» TEXT PASSAGE
○ ○ ○ ○ ○

If a landlord thinks a tenant can survive after the COVID economic crisis passes, they’re usually motivated to work on payment plans, according to Luis Martinez-Monfort, founding partner of law firm Gardner Brewer Martinez-Monfort.
“The appetite to work through forbearance from both the tenant and landlord is pretty high because I don’t think landlords believe, dependent upon the type of tenant they have, that there’s someone who’s immediately going to backfill a space,” Martinez-Monfort says.
In a stable economy, Martinez-Monfort says there might be multiple groups that want to try their business concept into your restaurant. During COVID, that isn’t happening. “I don’t know if there are a lot of restaurant concepts knocking on the door behind a tenant who failed,” he says. “There’s not a lot of people seeking to start restaurants right now.”
If they think their tenant has a chance, Martinez-Monfort says landlords are deferring payments to the end of a lease or spreading them out throughout the lease. “They’re coming up with delayed payment methodologies to resolve the inability of that tenant to pay,” he says
If there is no structured forbearance agreement, tenants are looking for other exits, including buying themselves out of their lease. That is usually only a solution if bankruptcy is not a viable option for them, according to Martinez-Monfort.
“I think you’re seeing a lot of landlords and tenants working through that [a lease buyout],” Martinez-Monfort says. “The landlord is saying, ‘Pay me what you can, we’ll close out the lease and I’ll try to get a new tenant.’ It’s happening at a higher frequency [than usual]. You normally wouldn’t see a ton of that. But I think you’re going to start seeing more of it.”

○ ○ ○ ○ ○

» MATERIAL PROVIDED

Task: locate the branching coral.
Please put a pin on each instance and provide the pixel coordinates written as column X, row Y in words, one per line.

○ ○ ○ ○ ○

» TASKS AND EXERCISES
(A) Output the COVID restaurant lease passage word for word, starting at "In a stable" and ending at "according to Martinez-Monfort.".
(B) Continue the COVID restaurant lease passage from its final sentence.

» ANSWERS BY ITEM NUMBER
(A)
In a stable economy, Martinez-Monfort says there might be multiple groups that want to try their business concept into your restaurant. During COVID, that isn’t happening. “I don’t know if there are a lot of restaurant concepts knocking on the door behind a tenant who failed,” he says. “There’s not a lot of people seeking to start restaurants right now.”
If they think their tenant has a chance, Martinez-Monfort says landlords are deferring payments to the end of a lease or spreading them out throughout the lease. “They’re coming up with delayed payment methodologies to resolve the inability of that tenant to pay,” he says
If there is no structured forbearance agreement, tenants are looking for other exits, including buying themselves out of their lease. That is usually only a solution if bankruptcy is not a viable option for them, according to Martinez-Monfort.

(B)
For many smaller stores, this is a viable option. Martinez-Monfort says most small mom-and-pop stores won’t file for bankruptcy. They’ll just tell the landlord that they can’t pay.
“They typically won’t go to bankruptcy because there’s no benefit to it,” Martinez-Monfort says. “They can try to do the best they can with a judgment down the line, or they can try to reach some amicable resolution with the landlord [on partial payment]. So you can close that chapter.”
Unfortunately, Martinez-Monfort forecasts a lot of these situations arising over the coming years. “I think you’re going to see a lot of that in small mom-and-pop landlord-tenant disputes,” he says. “These small businesses are going to be the ones that always suffer the most.”
Now that their PPP loans have expired, Martinez-Monfort sees a lot of mom-and-pop stores seeking creative ways to get out of their leases.
“Some of this [tenants’ problems] has been suppressed because tenants have the ability to pay if they apply their PPP funds,” he says. “The PPP funds have artificially stabilized the market to a certain extent.”